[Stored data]
================================

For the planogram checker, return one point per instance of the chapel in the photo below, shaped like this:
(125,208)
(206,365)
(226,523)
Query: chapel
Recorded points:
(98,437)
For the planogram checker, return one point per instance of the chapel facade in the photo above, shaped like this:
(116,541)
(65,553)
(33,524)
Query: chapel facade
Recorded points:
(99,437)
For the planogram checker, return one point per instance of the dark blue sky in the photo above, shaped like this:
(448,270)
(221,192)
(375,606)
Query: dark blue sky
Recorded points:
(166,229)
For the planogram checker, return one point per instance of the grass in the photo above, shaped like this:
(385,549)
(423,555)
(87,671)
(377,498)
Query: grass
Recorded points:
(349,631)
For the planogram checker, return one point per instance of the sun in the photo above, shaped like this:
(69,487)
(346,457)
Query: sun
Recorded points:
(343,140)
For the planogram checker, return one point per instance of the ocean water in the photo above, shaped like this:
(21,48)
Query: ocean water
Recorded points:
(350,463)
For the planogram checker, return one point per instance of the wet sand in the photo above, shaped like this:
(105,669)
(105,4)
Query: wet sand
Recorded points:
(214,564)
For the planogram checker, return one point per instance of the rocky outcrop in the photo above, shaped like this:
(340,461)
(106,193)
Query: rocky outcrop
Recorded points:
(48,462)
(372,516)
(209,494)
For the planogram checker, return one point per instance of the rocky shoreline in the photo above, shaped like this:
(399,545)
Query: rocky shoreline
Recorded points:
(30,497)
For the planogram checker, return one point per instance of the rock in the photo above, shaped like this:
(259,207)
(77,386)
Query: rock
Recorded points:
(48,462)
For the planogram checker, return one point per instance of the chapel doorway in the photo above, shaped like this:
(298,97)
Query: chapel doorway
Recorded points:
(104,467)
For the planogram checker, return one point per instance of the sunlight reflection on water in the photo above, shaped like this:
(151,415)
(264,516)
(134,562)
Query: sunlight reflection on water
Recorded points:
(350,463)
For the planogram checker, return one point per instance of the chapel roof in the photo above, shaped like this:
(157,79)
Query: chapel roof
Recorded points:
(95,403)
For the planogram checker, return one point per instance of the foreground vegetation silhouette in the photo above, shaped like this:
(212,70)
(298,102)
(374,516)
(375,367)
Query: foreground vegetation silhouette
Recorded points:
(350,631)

================================

◆ **Activity**
In the lines above, find each one with "sand" and list it.

◆ **Answer to this problem**
For the planogram checker, return one point per instance of the wet sand in the photo above, shaped like this:
Query: wet sand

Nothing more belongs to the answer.